QUOTED TEXT:
────────────────

[llvm] [ARM] Be more precise about conditions for indirect tail-calls (PR #102451)

Thu Aug 8 05:09:57 PDT 2024

https://github.com/ostannard updated https://github.com/llvm/llvm-project/pull/102451

>From aa36ec311006ffdffaf5c13b0350092859edc412 Mon Sep 17 00:00:00 2001
From: Oliver Stannard <oliver.stannard at arm.com>
Date: Thu, 8 Aug 2024 11:08:53 +0100
Subject: [PATCH 1/3] Pre-commit test

---
 .../indirect-tail-call-free-registers.ll      | 113 ++++++++++++++++++
 1 file changed, 113 insertions(+)
 create mode 100644 llvm/test/CodeGen/Thumb2/indirect-tail-call-free-registers.ll

diff --git a/llvm/test/CodeGen/Thumb2/indirect-tail-call-free-registers.ll b/llvm/test/CodeGen/Thumb2/indirect-tail-call-free-registers.ll
new file mode 100644
index 0000000000000..735907fb30578
--- /dev/null
+++ b/llvm/test/CodeGen/Thumb2/indirect-tail-call-free-registers.ll
@@ -0,0 +1,113 @@
+; RUN: llc %s -o - -mtriple=thumbv8m.main -mattr=+vfp4 | FileCheck %s
+
+;; No outgoing arguments, plenty of free registers to hold the target address.
+define void @test0(ptr %fptr) {
+; CHECK-LABEL: test0:
+; CHECK: bx {{r0|r1|r2|r3|r12}}
+entry:
+  tail call void %fptr()
+  ret void
+}
+
+;; Four integer outgoing arguments, which use up r0-r3.
+define void @test1(ptr %fptr) {
+; CHECK-LABEL: test1:
+; CHECK: bx r12
+entry:
+  tail call void %fptr(i32 0, i32 0, i32 0, i32 0)
+  ret void
+}
+
+;; Four integer outgoing arguments, which use up r0-r3, and sign-return-address
+;; uses r12, so we can never tail-call this.
+define void @test2(ptr %fptr) "sign-return-address"="all" {
+; CHECK-LABEL: test2:
+; CHECK: blx
+  entry:
+  tail call void %fptr(i32 0, i32 0, i32 0, i32 0)
+  ret void
+}
+
+;; An i32 and an i64 argument, which uses r0, r2 and r3 for arguments, leaving
+;; r1 free for the address.

────────────────

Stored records
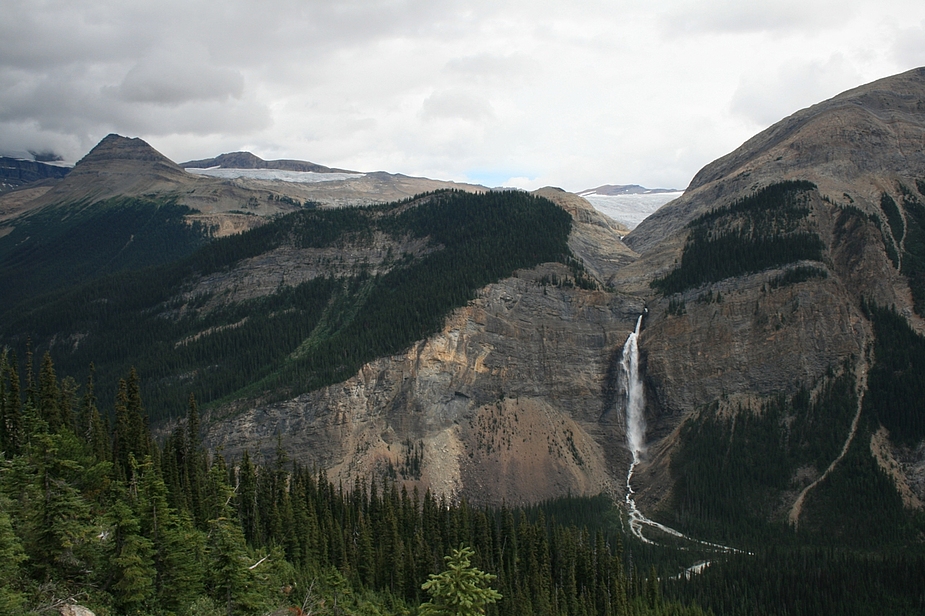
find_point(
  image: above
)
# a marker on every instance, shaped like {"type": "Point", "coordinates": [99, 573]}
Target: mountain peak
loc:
{"type": "Point", "coordinates": [118, 166]}
{"type": "Point", "coordinates": [246, 160]}
{"type": "Point", "coordinates": [118, 148]}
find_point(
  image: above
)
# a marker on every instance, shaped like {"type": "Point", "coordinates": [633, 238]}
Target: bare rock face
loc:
{"type": "Point", "coordinates": [507, 403]}
{"type": "Point", "coordinates": [853, 144]}
{"type": "Point", "coordinates": [518, 397]}
{"type": "Point", "coordinates": [761, 340]}
{"type": "Point", "coordinates": [513, 401]}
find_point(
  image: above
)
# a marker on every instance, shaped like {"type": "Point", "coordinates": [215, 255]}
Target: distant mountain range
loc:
{"type": "Point", "coordinates": [246, 160]}
{"type": "Point", "coordinates": [780, 344]}
{"type": "Point", "coordinates": [625, 189]}
{"type": "Point", "coordinates": [17, 172]}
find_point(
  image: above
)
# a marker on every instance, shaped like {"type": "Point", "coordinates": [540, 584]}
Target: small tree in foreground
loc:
{"type": "Point", "coordinates": [461, 590]}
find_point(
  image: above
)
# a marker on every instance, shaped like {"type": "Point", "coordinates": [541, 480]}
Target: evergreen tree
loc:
{"type": "Point", "coordinates": [460, 590]}
{"type": "Point", "coordinates": [11, 556]}
{"type": "Point", "coordinates": [49, 395]}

────────────────

WHAT YOU WILL DO:
- A) In the LLVM patch, which register does the check for test1 expect the indirect tail call to branch through?
- B) Continue the LLVM patch text on indirect tail-calls from its final line.

TASK-BY-TASK OUTPUTS:
- A) r12

- B)
+define void @test3(ptr %fptr) {
+; CHECK-LABEL: test3:
+; CHECK: bx {{r1|r12}}
+entry:
+  tail call void %fptr(i32 0, i64 0)
+  ret void
+}
+
+;; Four float arguments, using the soft-float calling convention, which uses
+;; r0-r3.
+define void @test4(ptr %fptr) {
+; CHECK-LABEL: test4:
+; CHECK: bx r12
+entry:
+  tail call arm_aapcscc void %fptr(float 0.0, float 0.0, float 0.0, float 0.0)
+  ret void
+}
+
+;; Four float arguments, using the soft-float calling convention, which uses
+;; r0-r3, and sign-return-address uses r12. Currently fails with "ran out of
+;; registers during register allocation".
+define void @test5(ptr %fptr) "sign-return-address"="all" {
+; CHECK-LABEL: test5:
+; CHECK: blx
+entry:
+  tail call arm_aapcscc void %fptr(float 0.0, float 0.0, float 0.0, float 0.0)
+  ret void
+}
+
+;; Four float arguments, using the hard-float calling convention, which uses
+;; s0-s3, leaving the all of the integer registers free for the address.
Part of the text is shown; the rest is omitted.